• [Problem description] Output all records verbatim.

• [Material provided]
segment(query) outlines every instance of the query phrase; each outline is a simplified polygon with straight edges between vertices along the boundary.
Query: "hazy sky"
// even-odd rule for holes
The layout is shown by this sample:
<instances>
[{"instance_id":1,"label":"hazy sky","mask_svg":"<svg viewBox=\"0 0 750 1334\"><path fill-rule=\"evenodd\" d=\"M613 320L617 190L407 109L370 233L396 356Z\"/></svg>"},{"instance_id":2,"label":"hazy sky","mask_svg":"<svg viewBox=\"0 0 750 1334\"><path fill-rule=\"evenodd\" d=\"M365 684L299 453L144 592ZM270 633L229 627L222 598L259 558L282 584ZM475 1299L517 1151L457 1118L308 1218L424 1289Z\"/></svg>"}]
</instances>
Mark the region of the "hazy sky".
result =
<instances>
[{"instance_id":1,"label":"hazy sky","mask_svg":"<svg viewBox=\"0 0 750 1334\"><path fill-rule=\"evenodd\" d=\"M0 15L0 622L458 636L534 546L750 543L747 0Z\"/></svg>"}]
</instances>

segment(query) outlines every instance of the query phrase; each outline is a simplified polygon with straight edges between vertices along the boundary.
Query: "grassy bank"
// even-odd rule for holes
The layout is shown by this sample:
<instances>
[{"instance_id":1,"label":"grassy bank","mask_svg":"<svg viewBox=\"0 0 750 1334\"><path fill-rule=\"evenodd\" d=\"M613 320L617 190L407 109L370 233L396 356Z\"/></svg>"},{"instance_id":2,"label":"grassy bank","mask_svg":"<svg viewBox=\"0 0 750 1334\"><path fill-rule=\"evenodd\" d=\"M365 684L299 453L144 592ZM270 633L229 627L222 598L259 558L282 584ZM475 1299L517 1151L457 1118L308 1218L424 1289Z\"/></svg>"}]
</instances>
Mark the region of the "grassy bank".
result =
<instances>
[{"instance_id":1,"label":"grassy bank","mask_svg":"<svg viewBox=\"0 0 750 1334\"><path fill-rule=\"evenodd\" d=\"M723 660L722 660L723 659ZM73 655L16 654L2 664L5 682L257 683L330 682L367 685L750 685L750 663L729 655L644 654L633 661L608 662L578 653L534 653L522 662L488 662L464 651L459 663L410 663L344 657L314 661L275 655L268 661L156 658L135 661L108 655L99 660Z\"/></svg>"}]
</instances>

• [Task answer]
segment(query) outlines every instance of the query phrase; each outline is a simplified polygon with straight edges between vertices along the boundary.
Query: "hazy sky"
// even-odd rule for holes
The layout is shown by this sample:
<instances>
[{"instance_id":1,"label":"hazy sky","mask_svg":"<svg viewBox=\"0 0 750 1334\"><path fill-rule=\"evenodd\" d=\"M613 320L617 190L407 109L370 233L396 356Z\"/></svg>"},{"instance_id":2,"label":"hazy sky","mask_svg":"<svg viewBox=\"0 0 750 1334\"><path fill-rule=\"evenodd\" d=\"M365 684L299 453L144 592ZM270 633L229 627L222 598L259 558L282 584ZM475 1299L517 1151L457 1118L308 1218L424 1289Z\"/></svg>"}]
</instances>
Mark the region of the "hazy sky".
result =
<instances>
[{"instance_id":1,"label":"hazy sky","mask_svg":"<svg viewBox=\"0 0 750 1334\"><path fill-rule=\"evenodd\" d=\"M0 15L0 622L458 636L534 546L750 543L747 0Z\"/></svg>"}]
</instances>

segment(query) outlines every instance of the query phrase; each outline is a simplified polygon with straight edges between vertices along the boundary.
Query: "grassy bank"
// even-odd rule for holes
The layout is shown by this sample:
<instances>
[{"instance_id":1,"label":"grassy bank","mask_svg":"<svg viewBox=\"0 0 750 1334\"><path fill-rule=\"evenodd\" d=\"M613 320L617 190L407 109L370 233L396 356Z\"/></svg>"},{"instance_id":2,"label":"grassy bank","mask_svg":"<svg viewBox=\"0 0 750 1334\"><path fill-rule=\"evenodd\" d=\"M365 684L299 453L144 592ZM270 633L229 627L222 598L259 558L282 584ZM475 1299L517 1151L457 1118L308 1218L424 1289Z\"/></svg>"}]
</instances>
Mark the region of the "grassy bank".
result =
<instances>
[{"instance_id":1,"label":"grassy bank","mask_svg":"<svg viewBox=\"0 0 750 1334\"><path fill-rule=\"evenodd\" d=\"M723 660L722 660L723 659ZM73 655L16 654L2 664L5 682L257 683L330 682L367 685L750 685L750 663L729 655L644 654L633 661L608 662L578 653L534 653L522 662L488 662L464 651L459 663L410 663L344 657L314 661L275 655L268 661L156 658L135 661L108 655L99 660Z\"/></svg>"}]
</instances>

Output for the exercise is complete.